--- START OF Records supplied ---

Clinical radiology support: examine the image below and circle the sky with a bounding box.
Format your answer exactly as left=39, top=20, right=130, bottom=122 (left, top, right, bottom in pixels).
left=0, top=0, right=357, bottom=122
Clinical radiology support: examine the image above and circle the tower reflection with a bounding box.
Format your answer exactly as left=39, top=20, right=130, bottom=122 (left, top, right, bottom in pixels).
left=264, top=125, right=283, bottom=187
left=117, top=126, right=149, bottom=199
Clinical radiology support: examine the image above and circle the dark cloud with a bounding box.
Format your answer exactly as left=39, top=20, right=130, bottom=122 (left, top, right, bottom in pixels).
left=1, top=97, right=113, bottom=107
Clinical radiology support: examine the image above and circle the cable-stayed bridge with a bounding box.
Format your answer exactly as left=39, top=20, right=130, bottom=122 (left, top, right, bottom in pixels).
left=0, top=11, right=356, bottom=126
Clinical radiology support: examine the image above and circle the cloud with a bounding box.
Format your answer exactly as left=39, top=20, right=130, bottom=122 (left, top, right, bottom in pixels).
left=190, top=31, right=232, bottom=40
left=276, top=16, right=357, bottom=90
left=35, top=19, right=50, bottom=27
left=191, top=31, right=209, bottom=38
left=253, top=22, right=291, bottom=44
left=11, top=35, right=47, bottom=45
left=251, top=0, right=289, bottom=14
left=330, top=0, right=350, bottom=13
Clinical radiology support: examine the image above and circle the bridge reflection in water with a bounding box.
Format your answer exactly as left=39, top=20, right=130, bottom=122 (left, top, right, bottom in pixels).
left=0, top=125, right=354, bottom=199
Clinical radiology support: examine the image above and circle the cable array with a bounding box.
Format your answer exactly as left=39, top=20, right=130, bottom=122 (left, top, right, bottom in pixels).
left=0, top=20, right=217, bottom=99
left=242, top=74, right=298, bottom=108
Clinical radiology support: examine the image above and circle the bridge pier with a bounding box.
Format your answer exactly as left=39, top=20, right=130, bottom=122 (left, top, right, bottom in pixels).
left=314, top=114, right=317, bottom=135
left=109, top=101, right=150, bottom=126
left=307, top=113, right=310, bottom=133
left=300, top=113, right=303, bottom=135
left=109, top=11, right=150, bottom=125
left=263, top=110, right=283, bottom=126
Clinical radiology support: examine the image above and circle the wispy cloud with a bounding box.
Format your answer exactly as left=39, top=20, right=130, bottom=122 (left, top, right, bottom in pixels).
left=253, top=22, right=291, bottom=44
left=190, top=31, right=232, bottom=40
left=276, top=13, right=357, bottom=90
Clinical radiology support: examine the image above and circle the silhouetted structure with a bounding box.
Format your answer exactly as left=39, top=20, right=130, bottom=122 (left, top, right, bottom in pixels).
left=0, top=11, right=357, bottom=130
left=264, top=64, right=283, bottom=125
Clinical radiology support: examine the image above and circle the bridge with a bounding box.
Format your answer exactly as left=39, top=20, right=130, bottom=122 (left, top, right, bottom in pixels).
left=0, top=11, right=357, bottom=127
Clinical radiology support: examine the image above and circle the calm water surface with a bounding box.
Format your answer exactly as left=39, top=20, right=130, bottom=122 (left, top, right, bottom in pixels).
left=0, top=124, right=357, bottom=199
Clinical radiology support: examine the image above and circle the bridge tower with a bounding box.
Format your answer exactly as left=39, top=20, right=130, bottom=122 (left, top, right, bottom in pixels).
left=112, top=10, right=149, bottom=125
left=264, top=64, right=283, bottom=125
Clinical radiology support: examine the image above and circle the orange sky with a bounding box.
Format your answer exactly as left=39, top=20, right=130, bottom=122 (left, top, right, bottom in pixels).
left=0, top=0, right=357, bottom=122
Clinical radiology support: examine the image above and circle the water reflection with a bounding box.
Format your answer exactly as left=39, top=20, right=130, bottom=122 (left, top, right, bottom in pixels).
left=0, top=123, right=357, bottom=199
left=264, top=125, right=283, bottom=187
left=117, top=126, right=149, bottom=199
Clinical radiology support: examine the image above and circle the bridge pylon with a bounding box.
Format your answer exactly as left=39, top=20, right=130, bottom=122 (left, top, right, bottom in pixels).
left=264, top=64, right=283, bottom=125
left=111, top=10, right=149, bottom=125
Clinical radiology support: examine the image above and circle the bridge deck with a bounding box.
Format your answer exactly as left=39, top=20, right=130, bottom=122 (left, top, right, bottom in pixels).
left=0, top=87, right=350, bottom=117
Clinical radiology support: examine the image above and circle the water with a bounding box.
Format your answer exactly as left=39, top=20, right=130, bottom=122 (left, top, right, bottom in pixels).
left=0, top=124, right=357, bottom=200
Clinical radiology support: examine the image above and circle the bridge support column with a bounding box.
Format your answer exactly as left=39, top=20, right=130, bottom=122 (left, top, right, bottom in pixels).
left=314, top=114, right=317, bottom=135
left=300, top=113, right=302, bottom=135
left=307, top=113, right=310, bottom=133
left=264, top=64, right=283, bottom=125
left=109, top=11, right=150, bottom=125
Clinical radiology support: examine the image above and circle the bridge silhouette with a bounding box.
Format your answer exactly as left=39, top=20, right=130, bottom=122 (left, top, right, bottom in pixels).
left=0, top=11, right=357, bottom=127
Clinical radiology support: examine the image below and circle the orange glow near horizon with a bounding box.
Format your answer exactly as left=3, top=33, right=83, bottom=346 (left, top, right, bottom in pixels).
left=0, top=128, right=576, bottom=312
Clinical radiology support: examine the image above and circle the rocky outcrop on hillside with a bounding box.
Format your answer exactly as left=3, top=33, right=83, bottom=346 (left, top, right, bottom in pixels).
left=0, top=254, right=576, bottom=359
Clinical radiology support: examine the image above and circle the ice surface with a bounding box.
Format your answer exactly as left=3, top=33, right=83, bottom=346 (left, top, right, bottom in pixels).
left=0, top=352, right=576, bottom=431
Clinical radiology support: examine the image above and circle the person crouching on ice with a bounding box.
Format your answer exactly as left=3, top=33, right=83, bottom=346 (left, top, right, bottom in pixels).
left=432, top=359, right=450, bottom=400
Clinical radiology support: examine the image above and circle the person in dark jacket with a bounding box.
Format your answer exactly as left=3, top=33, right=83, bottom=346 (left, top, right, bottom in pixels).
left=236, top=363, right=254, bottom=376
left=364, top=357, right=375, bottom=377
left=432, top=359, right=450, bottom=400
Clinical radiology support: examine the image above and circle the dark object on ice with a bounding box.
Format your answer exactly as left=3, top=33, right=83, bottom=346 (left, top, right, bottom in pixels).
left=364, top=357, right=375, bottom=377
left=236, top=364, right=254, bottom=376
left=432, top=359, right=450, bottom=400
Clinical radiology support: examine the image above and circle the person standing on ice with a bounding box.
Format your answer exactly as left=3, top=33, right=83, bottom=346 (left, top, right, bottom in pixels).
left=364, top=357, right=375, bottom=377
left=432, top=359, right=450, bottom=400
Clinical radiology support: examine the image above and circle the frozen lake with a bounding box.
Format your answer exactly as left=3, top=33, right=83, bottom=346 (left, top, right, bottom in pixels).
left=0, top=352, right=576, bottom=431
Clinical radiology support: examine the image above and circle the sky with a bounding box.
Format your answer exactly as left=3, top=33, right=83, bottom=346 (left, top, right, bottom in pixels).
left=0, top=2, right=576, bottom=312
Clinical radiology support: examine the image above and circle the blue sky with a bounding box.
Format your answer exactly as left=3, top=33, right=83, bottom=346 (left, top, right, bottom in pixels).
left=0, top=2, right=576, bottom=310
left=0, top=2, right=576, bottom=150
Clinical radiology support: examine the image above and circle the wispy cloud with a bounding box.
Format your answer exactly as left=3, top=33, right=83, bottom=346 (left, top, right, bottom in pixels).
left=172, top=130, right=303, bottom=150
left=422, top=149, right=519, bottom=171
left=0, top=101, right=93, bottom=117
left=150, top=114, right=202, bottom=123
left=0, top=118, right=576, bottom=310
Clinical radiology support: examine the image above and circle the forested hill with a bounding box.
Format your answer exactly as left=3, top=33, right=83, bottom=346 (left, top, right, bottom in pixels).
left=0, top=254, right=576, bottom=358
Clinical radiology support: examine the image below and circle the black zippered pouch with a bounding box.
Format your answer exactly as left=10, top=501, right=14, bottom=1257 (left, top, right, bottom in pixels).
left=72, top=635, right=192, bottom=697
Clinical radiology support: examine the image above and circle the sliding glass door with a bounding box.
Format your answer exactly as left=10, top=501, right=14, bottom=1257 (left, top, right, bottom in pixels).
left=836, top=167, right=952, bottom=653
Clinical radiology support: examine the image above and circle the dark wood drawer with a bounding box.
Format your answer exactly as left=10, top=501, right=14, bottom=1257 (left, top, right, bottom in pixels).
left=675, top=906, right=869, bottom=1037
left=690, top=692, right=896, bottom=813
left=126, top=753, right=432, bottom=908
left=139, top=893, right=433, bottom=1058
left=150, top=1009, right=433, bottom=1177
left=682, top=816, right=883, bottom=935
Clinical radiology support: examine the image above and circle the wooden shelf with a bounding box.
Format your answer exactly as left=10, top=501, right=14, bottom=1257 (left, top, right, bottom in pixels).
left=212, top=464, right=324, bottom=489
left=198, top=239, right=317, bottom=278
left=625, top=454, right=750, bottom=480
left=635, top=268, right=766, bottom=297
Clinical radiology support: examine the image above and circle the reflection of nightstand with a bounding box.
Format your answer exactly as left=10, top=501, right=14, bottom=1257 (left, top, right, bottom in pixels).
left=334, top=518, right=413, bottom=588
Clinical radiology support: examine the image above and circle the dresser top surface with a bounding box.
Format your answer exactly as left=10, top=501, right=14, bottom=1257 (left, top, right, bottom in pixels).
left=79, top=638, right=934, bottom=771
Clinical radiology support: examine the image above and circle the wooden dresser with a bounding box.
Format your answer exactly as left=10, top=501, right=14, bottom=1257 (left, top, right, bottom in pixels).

--- END OF Records supplied ---

_Work to do_
Please recast the items in the stretch from the line containing "nightstand with a bounding box." through the line containing "left=334, top=518, right=413, bottom=588" as a two-column CSV with the headers item_text and answer. Give one row per item, with each value in a single quoted field and any line breaks replaced by spaces.

_The output_
item_text,answer
"Clinical radiology support: examine the image above and circle the reflection of nightstand with a bounding box. Format your answer exactly as left=10, top=501, right=14, bottom=1257 (left, top, right, bottom in pixels).","left=334, top=518, right=413, bottom=588"